**AIM OF THE TASK**
Only the lines from the start of the entries through the line with "trace tree silhouette, every instance" are wanted; please output them exactly.

(Segmentation mask data)
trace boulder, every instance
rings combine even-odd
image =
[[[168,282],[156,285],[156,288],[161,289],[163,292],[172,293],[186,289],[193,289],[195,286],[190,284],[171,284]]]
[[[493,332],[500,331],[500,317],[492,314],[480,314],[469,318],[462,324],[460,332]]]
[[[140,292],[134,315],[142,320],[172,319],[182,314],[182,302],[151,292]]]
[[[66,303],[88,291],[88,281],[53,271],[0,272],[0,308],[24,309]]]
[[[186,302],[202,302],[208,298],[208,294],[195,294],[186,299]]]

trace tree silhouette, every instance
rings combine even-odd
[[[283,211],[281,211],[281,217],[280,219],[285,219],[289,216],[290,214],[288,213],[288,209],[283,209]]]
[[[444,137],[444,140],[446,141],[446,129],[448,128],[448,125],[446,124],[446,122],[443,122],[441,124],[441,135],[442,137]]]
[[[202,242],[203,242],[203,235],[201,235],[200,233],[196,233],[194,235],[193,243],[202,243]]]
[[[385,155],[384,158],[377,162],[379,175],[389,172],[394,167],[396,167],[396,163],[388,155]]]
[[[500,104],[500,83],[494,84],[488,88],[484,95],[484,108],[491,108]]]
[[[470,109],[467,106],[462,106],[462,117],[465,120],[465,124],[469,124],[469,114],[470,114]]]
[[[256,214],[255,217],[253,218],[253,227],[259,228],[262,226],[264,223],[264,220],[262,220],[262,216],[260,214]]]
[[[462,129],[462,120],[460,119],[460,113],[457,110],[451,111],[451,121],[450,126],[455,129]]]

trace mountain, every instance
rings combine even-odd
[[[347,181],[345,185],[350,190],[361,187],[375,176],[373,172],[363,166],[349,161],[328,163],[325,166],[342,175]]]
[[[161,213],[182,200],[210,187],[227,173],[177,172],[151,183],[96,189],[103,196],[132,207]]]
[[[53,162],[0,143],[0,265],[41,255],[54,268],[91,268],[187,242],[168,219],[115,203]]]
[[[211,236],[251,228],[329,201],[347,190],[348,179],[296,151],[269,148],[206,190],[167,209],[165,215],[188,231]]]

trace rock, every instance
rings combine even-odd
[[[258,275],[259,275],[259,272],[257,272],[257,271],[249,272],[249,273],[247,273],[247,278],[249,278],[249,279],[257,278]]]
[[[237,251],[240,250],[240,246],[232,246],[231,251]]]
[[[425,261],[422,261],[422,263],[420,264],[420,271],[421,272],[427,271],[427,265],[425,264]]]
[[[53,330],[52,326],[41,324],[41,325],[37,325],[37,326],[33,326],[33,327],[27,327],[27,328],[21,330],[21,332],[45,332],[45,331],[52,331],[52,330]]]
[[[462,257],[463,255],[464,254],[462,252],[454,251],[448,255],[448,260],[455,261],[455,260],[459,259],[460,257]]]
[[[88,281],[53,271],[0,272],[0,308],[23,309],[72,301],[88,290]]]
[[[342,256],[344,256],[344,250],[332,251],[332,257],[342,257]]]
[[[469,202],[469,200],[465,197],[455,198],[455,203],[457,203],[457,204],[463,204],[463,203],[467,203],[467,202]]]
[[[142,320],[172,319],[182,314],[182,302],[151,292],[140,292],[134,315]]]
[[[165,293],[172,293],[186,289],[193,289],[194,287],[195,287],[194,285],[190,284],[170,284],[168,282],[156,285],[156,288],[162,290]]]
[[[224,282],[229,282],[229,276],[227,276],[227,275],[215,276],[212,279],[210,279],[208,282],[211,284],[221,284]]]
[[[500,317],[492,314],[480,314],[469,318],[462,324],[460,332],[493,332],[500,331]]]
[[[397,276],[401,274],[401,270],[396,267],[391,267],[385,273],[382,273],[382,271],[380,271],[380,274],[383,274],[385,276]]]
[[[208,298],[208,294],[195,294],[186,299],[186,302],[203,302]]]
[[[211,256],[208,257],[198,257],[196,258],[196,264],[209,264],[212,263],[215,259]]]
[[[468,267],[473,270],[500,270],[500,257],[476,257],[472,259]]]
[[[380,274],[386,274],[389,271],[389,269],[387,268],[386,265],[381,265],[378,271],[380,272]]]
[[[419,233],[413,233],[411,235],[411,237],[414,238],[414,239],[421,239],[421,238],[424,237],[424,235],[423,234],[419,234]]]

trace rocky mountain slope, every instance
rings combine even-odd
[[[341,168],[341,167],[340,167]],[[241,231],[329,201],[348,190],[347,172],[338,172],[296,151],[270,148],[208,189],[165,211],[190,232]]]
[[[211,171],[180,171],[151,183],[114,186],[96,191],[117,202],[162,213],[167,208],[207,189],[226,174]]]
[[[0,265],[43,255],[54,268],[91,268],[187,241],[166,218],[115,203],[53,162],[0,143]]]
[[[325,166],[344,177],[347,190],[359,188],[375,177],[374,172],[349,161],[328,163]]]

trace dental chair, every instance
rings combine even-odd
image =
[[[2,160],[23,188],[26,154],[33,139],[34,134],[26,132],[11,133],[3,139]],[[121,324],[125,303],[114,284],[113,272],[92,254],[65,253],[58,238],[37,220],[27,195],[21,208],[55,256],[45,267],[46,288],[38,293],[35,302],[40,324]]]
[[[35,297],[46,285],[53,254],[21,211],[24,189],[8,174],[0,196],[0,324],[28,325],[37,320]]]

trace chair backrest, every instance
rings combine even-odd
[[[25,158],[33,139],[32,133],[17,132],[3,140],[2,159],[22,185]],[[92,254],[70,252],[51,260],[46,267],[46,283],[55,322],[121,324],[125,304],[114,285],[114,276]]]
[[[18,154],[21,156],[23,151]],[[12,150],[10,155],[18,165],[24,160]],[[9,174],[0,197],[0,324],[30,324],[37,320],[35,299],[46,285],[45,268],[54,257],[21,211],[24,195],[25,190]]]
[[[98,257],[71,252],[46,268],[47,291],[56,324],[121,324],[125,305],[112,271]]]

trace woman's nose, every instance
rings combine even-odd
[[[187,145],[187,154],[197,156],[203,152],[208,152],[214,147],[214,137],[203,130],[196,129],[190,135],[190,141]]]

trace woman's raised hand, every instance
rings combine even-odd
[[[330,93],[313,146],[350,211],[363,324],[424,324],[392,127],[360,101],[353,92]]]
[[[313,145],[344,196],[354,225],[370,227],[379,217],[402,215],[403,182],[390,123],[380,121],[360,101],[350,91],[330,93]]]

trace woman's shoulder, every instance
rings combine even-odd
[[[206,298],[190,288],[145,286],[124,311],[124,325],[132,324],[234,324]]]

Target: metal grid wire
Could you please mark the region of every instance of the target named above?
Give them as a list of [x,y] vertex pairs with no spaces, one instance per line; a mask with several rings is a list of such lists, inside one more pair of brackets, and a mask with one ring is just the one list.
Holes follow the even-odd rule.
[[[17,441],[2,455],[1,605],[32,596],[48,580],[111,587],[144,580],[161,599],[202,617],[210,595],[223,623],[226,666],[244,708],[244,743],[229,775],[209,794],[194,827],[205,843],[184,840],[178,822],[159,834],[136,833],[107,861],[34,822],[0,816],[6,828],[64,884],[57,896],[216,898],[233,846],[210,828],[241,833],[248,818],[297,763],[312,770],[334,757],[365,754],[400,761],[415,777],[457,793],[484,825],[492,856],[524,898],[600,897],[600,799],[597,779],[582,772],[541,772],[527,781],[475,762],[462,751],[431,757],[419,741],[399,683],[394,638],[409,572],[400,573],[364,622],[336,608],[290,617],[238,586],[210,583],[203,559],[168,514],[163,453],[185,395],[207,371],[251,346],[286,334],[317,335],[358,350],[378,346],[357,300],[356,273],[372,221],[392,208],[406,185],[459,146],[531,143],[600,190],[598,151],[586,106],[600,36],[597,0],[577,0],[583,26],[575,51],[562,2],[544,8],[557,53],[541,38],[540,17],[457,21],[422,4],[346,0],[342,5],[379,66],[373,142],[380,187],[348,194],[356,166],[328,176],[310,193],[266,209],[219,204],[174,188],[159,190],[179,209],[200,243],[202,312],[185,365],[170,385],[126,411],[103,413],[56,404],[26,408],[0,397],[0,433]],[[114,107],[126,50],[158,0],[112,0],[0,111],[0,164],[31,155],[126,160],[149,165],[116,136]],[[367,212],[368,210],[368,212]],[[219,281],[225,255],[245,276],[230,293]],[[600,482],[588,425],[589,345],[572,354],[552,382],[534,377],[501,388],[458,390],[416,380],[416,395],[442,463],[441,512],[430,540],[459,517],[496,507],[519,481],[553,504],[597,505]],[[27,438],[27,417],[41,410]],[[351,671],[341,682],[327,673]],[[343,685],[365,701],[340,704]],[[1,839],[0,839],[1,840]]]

**EXERCISE ANSWER**
trace boulder, every instance
rings combine even-odd
image =
[[[168,282],[156,285],[156,288],[161,289],[163,292],[172,293],[186,289],[193,289],[195,286],[190,284],[171,284]]]
[[[493,332],[500,331],[500,317],[492,314],[480,314],[469,318],[462,324],[460,332]]]
[[[140,292],[134,315],[142,320],[172,319],[182,314],[182,302],[151,292]]]
[[[66,303],[88,291],[88,281],[53,271],[0,272],[0,308],[24,309]]]
[[[186,302],[202,302],[208,298],[208,294],[195,294],[186,299]]]

trace tree silhouette, every instance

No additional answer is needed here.